▶ EXCERPT PROVIDED:
Indonesia’s female police officers subjected to ‘virginity tests’

Women hoping to join Indonesia’s police force are subjected to ‘two-finger virginity tests’, a human rights group has found

By Radhika Sanghani
5:09PM GMT 18 Nov 2014

Women who want to join Indonesia’s national police force are forced to have “virginity tests”, a human rights group has found.

The “two-finger test” involves a medical expert putting two fingers into a woman’s vagina to determine whether her hymen is still intact.

Policewomen have said they’ve raised the issue with senior police officials, who have at times claimed that the practice has been discounted, but Human Rights Watch has found it is still ongoing.

It is also listed as a requirement for female applicants on the official police recruitment website, which states that “in addition to the medical and physical tests, women who want to be policewomen must also undergo virginity tests. So all women who want to become policewomen should keep their virginity”. Married women are not eligible for the job.

Human Rights Watch interviewed current and former policewomen and applicants earlier this year, and found that the degrading treatment was ongoing.

All of the women who had undergone the test said it was applied to all other women in their police class as well.

“My group of about 20 girls was asked to enter the hall and was asked to take off our clothes, including our bras and underpants,” a 19-year-old woman told the organisation.

“It was humiliating. Only those who had menstruation can keep [wearing] underpants… A female doctor did the virginity test … the ‘two-finger’ test.

“I don’t want to remember those bad experiences. It was humiliating. Why should we take off our clothes in front of strangers? Yes, [the virginity testers] were women, but they were total strangers. It was discriminatory. It is not necessary. I think it should be stopped.”

▶ SET OF TASKS:
1 – Rewrite the part of the article on virginity tests for Indonesian police applicants starting at "All of the women" and ending at "the ‘two-finger’ test.", switching each "underpants" to "underwear".
2 – Carry on writing the article on virginity tests for Indonesian police applicants from the point where it stops.
The rows are not needed here.

▶ DATA LISTING:
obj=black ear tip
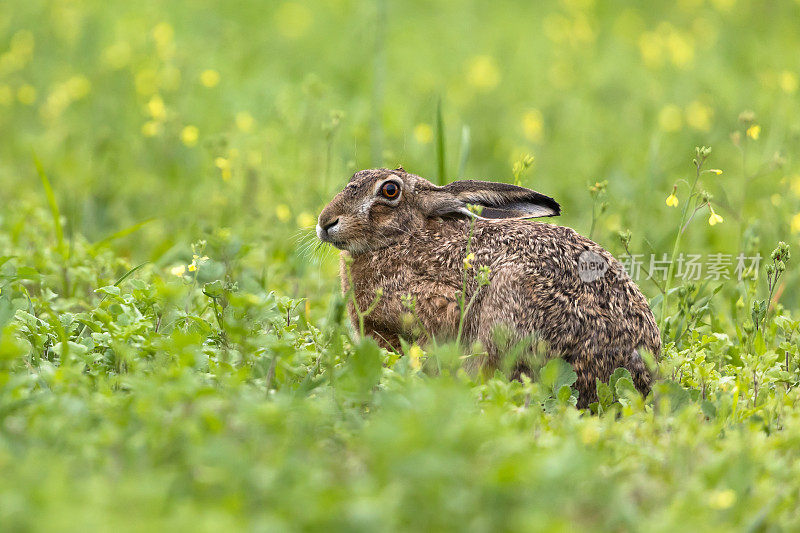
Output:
[533,192,561,217]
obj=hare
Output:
[316,167,661,407]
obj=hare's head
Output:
[317,168,560,254]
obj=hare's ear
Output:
[434,180,561,218]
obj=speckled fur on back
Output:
[317,169,661,407]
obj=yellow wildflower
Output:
[792,213,800,233]
[142,120,161,137]
[414,122,433,144]
[666,192,678,207]
[522,109,544,142]
[658,104,683,133]
[275,2,314,39]
[0,85,14,105]
[275,204,292,222]
[789,174,800,196]
[236,111,255,133]
[408,344,424,370]
[181,125,200,147]
[102,41,131,70]
[467,55,500,91]
[200,69,219,88]
[708,489,736,509]
[17,83,36,105]
[708,204,724,226]
[147,94,167,120]
[778,70,798,94]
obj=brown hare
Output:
[317,168,661,407]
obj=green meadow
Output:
[0,0,800,532]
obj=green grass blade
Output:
[33,154,69,261]
[456,125,472,178]
[92,218,156,249]
[114,261,150,287]
[436,98,447,185]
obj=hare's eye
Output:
[381,181,400,200]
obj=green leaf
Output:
[596,379,614,410]
[539,358,578,396]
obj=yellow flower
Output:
[708,489,736,509]
[658,104,683,133]
[236,111,256,133]
[153,22,175,46]
[134,68,159,95]
[0,85,14,105]
[297,211,317,228]
[214,157,233,181]
[522,109,544,142]
[142,120,161,137]
[200,69,219,88]
[792,213,800,233]
[467,55,500,91]
[247,150,263,167]
[17,83,36,105]
[790,174,800,196]
[147,94,167,120]
[102,41,131,70]
[708,204,724,226]
[275,2,314,39]
[275,204,292,222]
[581,422,600,445]
[779,70,798,94]
[464,252,475,268]
[666,193,678,207]
[414,122,433,144]
[408,344,425,370]
[181,125,200,147]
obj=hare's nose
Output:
[322,217,339,231]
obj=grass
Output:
[0,0,800,531]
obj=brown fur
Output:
[317,169,661,407]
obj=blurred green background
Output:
[0,0,800,306]
[0,0,800,532]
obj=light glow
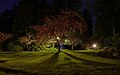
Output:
[93,44,97,48]
[57,37,60,40]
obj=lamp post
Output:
[57,37,60,52]
[93,44,97,49]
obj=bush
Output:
[98,47,120,59]
[7,43,23,51]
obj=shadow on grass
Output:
[40,52,60,65]
[77,52,97,56]
[62,51,111,66]
[0,67,38,75]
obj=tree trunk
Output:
[57,39,60,52]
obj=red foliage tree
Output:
[33,10,86,51]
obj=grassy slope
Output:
[0,50,120,75]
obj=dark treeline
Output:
[0,0,92,36]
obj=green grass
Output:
[0,50,120,75]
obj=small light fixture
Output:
[57,37,60,40]
[93,44,97,48]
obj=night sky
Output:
[0,0,19,12]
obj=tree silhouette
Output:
[33,10,86,51]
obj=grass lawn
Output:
[0,50,120,75]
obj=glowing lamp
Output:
[57,37,60,40]
[93,44,97,48]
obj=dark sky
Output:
[0,0,19,12]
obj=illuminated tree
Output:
[33,10,86,51]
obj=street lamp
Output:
[93,44,97,48]
[57,37,60,52]
[57,37,60,40]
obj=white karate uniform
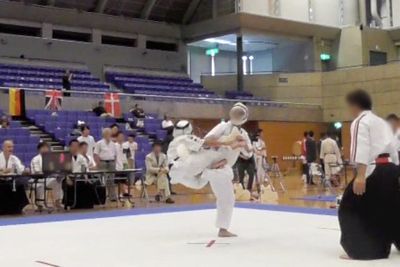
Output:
[253,138,267,184]
[168,122,240,229]
[31,154,63,203]
[115,143,129,171]
[320,137,343,179]
[77,135,96,157]
[350,111,399,177]
[0,152,25,174]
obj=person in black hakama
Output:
[339,90,400,260]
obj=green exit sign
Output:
[319,53,331,61]
[206,48,219,56]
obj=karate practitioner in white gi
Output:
[168,103,248,237]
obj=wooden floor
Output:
[14,171,344,219]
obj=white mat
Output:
[0,208,400,267]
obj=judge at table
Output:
[0,140,29,215]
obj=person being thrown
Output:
[168,103,248,237]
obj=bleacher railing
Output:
[0,87,322,109]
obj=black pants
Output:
[304,162,314,184]
[339,163,400,260]
[237,157,256,191]
[0,181,29,215]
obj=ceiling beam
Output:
[140,0,157,19]
[95,0,108,13]
[182,0,201,24]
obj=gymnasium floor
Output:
[0,173,400,267]
[0,204,400,267]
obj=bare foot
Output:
[339,254,353,260]
[218,229,237,238]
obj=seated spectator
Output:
[31,142,63,211]
[92,101,112,117]
[79,141,96,170]
[145,142,175,204]
[62,70,72,97]
[63,139,96,209]
[130,104,146,119]
[110,123,119,142]
[130,104,146,128]
[78,125,96,158]
[0,140,29,215]
[0,116,10,129]
[161,114,174,131]
[124,134,138,169]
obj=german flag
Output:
[9,88,25,116]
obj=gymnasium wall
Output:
[0,34,186,77]
[0,91,322,121]
[259,121,328,170]
[322,63,400,122]
[202,73,322,107]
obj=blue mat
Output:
[292,195,336,202]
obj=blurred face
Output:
[69,142,79,155]
[3,141,14,155]
[387,119,399,132]
[153,145,161,155]
[80,145,88,155]
[39,146,50,155]
[82,128,90,136]
[117,133,125,143]
[103,129,111,141]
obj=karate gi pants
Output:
[36,178,63,203]
[339,163,400,260]
[202,165,235,229]
[237,157,256,191]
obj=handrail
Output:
[0,86,321,109]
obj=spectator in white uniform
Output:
[124,134,138,169]
[79,142,96,170]
[386,113,400,155]
[339,90,400,260]
[0,140,29,215]
[31,142,63,210]
[78,125,96,158]
[319,132,343,181]
[94,128,117,201]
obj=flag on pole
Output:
[104,93,121,118]
[8,88,25,116]
[44,90,62,111]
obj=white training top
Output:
[115,143,129,171]
[78,135,96,157]
[94,139,117,160]
[0,152,25,174]
[31,154,43,174]
[350,111,399,177]
[124,141,138,160]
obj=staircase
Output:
[19,119,64,151]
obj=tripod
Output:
[270,156,286,192]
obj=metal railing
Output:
[0,87,321,109]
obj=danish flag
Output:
[104,93,121,118]
[44,90,63,111]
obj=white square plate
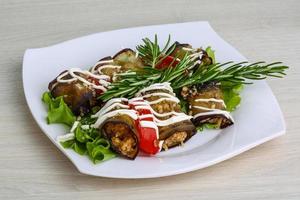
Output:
[23,22,285,178]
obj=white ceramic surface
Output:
[23,22,285,178]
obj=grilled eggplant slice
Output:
[170,41,193,60]
[171,42,213,66]
[183,84,233,129]
[48,71,101,115]
[159,120,196,150]
[138,83,196,150]
[90,48,143,82]
[100,115,139,160]
[113,48,144,72]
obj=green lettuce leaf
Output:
[205,46,216,63]
[61,116,116,164]
[196,123,219,132]
[221,82,243,112]
[42,92,76,126]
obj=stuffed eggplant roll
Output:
[170,42,213,66]
[90,48,144,81]
[92,98,139,160]
[48,68,110,115]
[137,83,196,150]
[181,84,233,129]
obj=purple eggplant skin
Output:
[99,115,139,160]
[48,71,101,116]
[192,114,233,129]
[167,41,192,60]
[185,83,233,129]
[113,48,144,71]
[159,120,197,150]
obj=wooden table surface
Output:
[0,0,300,200]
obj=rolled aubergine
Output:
[170,42,213,66]
[48,69,106,115]
[90,48,144,82]
[138,83,196,150]
[181,83,234,129]
[99,115,139,160]
[159,120,196,150]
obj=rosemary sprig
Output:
[100,59,288,101]
[172,62,288,89]
[100,35,288,101]
[136,34,176,68]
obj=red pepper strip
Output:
[129,100,160,155]
[155,56,179,69]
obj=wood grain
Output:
[0,0,300,200]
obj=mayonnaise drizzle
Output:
[140,121,159,139]
[52,68,110,92]
[193,110,234,121]
[195,98,226,107]
[92,109,138,128]
[136,82,174,96]
[91,59,114,73]
[91,98,128,118]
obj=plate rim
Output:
[22,21,286,179]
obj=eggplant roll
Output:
[138,83,196,150]
[181,84,233,129]
[100,115,139,160]
[90,48,144,82]
[48,71,101,115]
[170,42,213,66]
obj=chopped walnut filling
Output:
[163,131,187,150]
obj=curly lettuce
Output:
[61,117,116,164]
[221,82,243,112]
[205,46,216,63]
[42,92,76,126]
[42,92,116,164]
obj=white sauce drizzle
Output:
[92,109,138,128]
[97,65,121,74]
[193,110,234,121]
[97,103,129,116]
[154,113,193,126]
[91,59,114,73]
[91,98,128,118]
[136,82,175,96]
[195,98,226,107]
[52,68,110,92]
[149,97,180,105]
[135,105,181,117]
[56,133,75,142]
[193,106,220,111]
[140,121,159,139]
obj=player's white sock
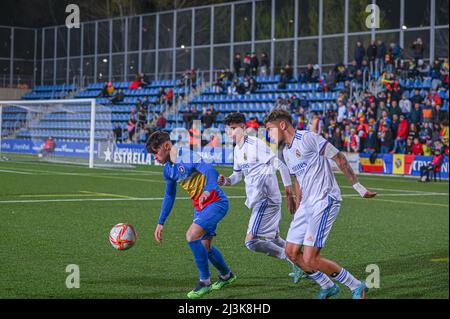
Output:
[272,236,286,248]
[245,239,286,259]
[308,271,334,289]
[331,268,361,290]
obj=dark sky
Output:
[0,0,231,27]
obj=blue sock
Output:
[208,246,230,277]
[189,239,211,280]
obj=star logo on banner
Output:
[103,147,112,162]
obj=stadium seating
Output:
[2,75,449,141]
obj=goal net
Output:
[0,99,141,168]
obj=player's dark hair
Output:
[264,109,293,125]
[223,112,245,125]
[145,131,170,153]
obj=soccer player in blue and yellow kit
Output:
[146,131,236,299]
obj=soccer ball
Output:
[109,223,137,250]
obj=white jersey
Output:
[233,136,281,208]
[283,130,342,207]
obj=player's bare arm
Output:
[332,152,377,198]
[294,179,302,213]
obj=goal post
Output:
[0,99,101,168]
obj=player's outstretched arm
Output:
[217,172,242,187]
[154,180,177,243]
[332,152,377,198]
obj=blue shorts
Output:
[193,198,229,240]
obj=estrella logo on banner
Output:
[392,154,414,175]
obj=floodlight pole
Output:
[89,100,95,168]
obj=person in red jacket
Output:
[411,138,423,155]
[391,114,409,154]
[419,149,444,182]
[356,116,369,152]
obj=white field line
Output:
[0,193,448,207]
[0,169,34,175]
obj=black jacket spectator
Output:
[355,42,366,68]
[367,41,377,61]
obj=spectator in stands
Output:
[101,82,114,97]
[419,150,444,182]
[245,117,259,130]
[405,136,414,155]
[408,123,419,141]
[128,74,145,90]
[354,41,366,69]
[244,52,252,76]
[166,88,174,107]
[250,52,259,76]
[127,114,136,143]
[422,99,433,123]
[278,68,287,90]
[363,126,378,153]
[201,108,216,129]
[331,126,344,151]
[247,78,258,94]
[302,64,314,83]
[356,116,369,152]
[138,108,147,129]
[260,52,270,76]
[375,39,387,73]
[156,113,167,131]
[233,53,242,77]
[183,106,194,130]
[156,86,166,104]
[113,123,122,143]
[346,128,360,153]
[399,94,412,117]
[409,102,422,125]
[111,88,125,104]
[378,123,393,154]
[439,119,449,148]
[366,40,378,72]
[284,63,294,81]
[422,140,433,156]
[39,136,56,157]
[389,100,403,117]
[392,114,409,154]
[411,38,425,64]
[411,138,423,155]
[419,122,433,141]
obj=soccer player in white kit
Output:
[218,113,305,283]
[264,109,376,299]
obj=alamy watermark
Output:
[66,3,80,29]
[66,264,80,289]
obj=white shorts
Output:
[286,196,341,248]
[247,199,281,239]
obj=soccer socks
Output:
[331,268,361,290]
[189,239,211,284]
[208,246,230,278]
[272,236,286,248]
[307,271,334,289]
[245,239,286,259]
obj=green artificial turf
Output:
[0,161,449,299]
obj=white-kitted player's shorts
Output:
[286,196,341,248]
[247,199,281,239]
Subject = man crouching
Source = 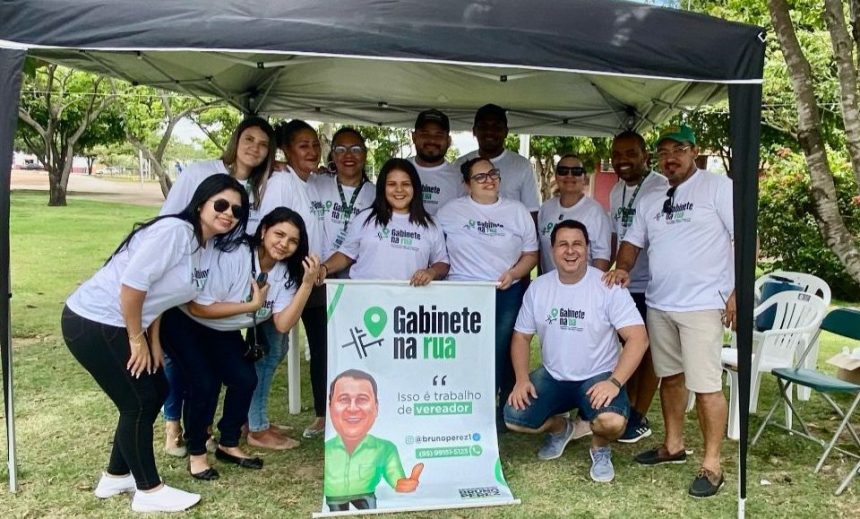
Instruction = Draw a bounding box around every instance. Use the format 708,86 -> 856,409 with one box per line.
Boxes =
505,220 -> 648,482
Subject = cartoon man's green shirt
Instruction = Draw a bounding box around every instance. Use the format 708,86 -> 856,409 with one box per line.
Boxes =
324,434 -> 406,497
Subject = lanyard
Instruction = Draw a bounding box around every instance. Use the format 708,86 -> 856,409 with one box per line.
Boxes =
335,177 -> 364,230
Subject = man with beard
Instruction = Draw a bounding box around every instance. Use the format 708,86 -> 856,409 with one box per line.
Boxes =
609,131 -> 669,443
409,109 -> 466,216
604,125 -> 736,497
454,104 -> 540,218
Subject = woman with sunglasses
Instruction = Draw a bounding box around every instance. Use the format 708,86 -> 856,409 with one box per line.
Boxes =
320,159 -> 448,286
302,127 -> 375,438
538,154 -> 612,274
62,175 -> 248,512
159,117 -> 275,457
437,157 -> 538,430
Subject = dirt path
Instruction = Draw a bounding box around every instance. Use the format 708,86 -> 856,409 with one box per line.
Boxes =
12,169 -> 164,206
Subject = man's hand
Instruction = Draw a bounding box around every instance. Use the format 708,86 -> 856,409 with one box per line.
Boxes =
585,380 -> 621,409
508,380 -> 537,411
394,463 -> 424,493
600,269 -> 630,288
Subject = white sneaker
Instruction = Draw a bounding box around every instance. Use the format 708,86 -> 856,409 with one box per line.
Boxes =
131,485 -> 200,512
93,472 -> 137,499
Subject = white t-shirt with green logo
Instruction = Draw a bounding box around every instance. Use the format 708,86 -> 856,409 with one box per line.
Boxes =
609,171 -> 669,294
256,167 -> 325,259
308,175 -> 376,261
454,150 -> 540,212
514,267 -> 643,382
436,196 -> 538,281
624,169 -> 735,312
186,245 -> 296,331
538,196 -> 612,273
338,209 -> 448,280
66,218 -> 214,328
409,157 -> 466,215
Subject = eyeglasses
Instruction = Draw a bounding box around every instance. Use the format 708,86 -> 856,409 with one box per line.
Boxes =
212,198 -> 245,220
469,168 -> 502,184
654,144 -> 692,160
663,186 -> 678,216
555,166 -> 585,177
331,144 -> 364,155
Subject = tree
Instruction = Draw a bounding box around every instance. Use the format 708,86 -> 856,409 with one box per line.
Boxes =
123,87 -> 215,197
18,61 -> 123,206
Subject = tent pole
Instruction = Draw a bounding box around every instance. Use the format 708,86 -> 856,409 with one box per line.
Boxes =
0,49 -> 25,492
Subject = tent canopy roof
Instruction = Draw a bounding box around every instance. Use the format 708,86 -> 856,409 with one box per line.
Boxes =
0,0 -> 763,136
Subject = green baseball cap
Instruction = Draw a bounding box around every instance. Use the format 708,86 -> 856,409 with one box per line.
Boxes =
657,124 -> 696,146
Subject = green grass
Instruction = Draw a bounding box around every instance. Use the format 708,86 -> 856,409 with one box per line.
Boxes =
0,193 -> 860,518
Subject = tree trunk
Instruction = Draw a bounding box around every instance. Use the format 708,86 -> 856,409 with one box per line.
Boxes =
768,0 -> 860,283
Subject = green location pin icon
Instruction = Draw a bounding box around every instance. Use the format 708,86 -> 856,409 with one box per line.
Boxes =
364,306 -> 388,337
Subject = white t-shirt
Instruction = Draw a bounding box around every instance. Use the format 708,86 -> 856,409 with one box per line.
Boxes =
339,210 -> 448,280
624,169 -> 735,312
454,150 -> 540,212
409,157 -> 466,216
436,196 -> 538,281
256,166 -> 325,256
158,159 -> 260,234
308,175 -> 376,261
66,218 -> 214,328
609,171 -> 669,294
182,245 -> 296,331
538,196 -> 612,273
514,267 -> 642,382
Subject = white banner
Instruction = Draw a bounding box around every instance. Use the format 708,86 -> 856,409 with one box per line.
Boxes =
314,280 -> 519,517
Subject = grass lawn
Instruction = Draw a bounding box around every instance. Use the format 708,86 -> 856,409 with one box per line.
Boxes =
0,192 -> 860,518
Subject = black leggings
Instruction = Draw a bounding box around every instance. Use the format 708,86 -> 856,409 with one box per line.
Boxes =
61,306 -> 167,490
161,308 -> 257,456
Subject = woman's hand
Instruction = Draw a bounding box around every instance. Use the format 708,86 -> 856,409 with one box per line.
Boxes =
302,254 -> 325,285
409,268 -> 436,287
125,332 -> 152,378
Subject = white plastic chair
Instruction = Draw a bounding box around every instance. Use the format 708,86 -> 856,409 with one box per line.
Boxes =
722,291 -> 827,440
750,270 -> 830,402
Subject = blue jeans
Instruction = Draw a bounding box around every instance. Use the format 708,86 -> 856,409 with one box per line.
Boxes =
248,319 -> 289,432
496,282 -> 525,418
161,353 -> 185,422
505,365 -> 630,429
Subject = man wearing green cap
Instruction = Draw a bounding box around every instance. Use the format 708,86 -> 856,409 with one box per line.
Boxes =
604,125 -> 735,497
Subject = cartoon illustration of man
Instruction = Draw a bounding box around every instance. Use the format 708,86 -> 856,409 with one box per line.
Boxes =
324,369 -> 424,512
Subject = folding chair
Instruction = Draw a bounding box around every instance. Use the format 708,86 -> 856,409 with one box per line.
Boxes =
752,308 -> 860,496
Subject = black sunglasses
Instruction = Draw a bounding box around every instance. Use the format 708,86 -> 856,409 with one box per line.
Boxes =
212,198 -> 245,220
663,186 -> 678,216
555,166 -> 585,177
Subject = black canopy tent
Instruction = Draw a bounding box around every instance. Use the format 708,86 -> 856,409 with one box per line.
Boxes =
0,0 -> 764,511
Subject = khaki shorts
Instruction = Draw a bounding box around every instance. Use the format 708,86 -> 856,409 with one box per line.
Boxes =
647,307 -> 723,393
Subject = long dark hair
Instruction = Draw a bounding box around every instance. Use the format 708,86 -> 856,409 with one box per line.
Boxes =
105,173 -> 250,264
249,206 -> 310,287
364,158 -> 435,227
329,126 -> 370,182
221,116 -> 276,209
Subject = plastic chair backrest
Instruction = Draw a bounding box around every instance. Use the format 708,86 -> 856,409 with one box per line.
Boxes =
821,308 -> 860,341
756,292 -> 827,367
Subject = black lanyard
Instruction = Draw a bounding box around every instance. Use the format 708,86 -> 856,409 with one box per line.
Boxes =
335,177 -> 364,230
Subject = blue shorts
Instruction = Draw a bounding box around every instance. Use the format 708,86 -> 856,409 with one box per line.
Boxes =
505,366 -> 630,429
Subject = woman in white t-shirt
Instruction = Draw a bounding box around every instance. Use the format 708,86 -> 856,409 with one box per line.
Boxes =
302,127 -> 375,438
436,157 -> 538,428
320,158 -> 448,286
62,175 -> 248,512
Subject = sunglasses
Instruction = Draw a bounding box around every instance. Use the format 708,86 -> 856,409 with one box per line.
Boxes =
469,168 -> 502,184
331,144 -> 364,155
555,166 -> 585,177
663,187 -> 678,216
212,198 -> 245,220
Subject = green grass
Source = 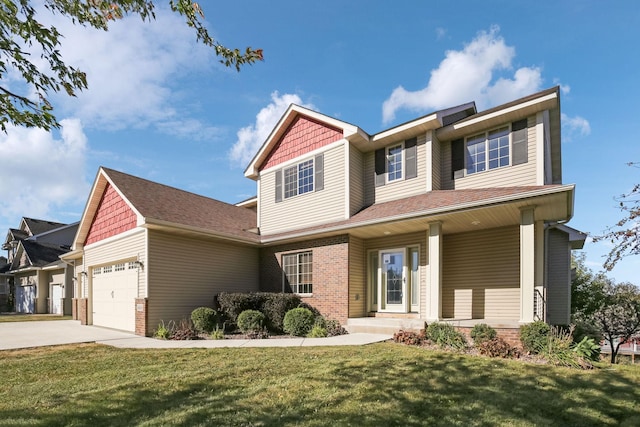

▶ RESULTS BY TASK:
1 –
All of the women who had undergone the test said it was applied to all other women in their police class as well.

“My group of about 20 girls was asked to enter the hall and was asked to take off our clothes, including our bras and underwear,” a 19-year-old woman told the organisation.

“It was humiliating. Only those who had menstruation can keep [wearing] underwear… A female doctor did the virginity test … the ‘two-finger’ test.

2 –
A 24-year-old interviewee said: “I feared that after they performed the test I would not be a virgin anymore.

“They inserted two fingers. It really hurt. My friend even fainted because … it really hurt, really hurt.”

Nisha Varia, associate women’s rights director at Human Rights Watch, said: “The Indonesian National Police’s use of ‘virginity tests’ is a discriminatory practice that harms and humiliates women.

“Police authorities in Jakarta need to immediately and unequivocally abolish the test, and then make certain that all police recruiting stations nationwide stop administering it.”

Although a number of women said they complained to their superiors about the exam, and a former head of police personnel agreed to abolish the test in 2010, it continues to be practised in the same way it has for decades.

One woman, High Commissioner Rumiati, the police psychologist now teaching at the Graduate School of Police Sciences in Jakarta, said she “underwent the virginity text” in 1984.

“Is there scientific evidence that a woman who is not a virgin will be less productive than a virgin?” she said.

“Is there scientific evidence that a woman who is not a virgin will be automatically worse than a virgin?

“The meeting concluded with General Sigit asking that the test be stopped. I don’t know why it’s still taking place.”

Human Rights Watch says that “virginity tests” have been recognised internationally as a violation of human rights, particularly the prohibition against “cruel, inhuman or degrading treatment” under article seven of the International Covenant on Civil and Political Rights (ICCPR) and article 16 of the Convention against Torture, both of which Indonesia has ratified.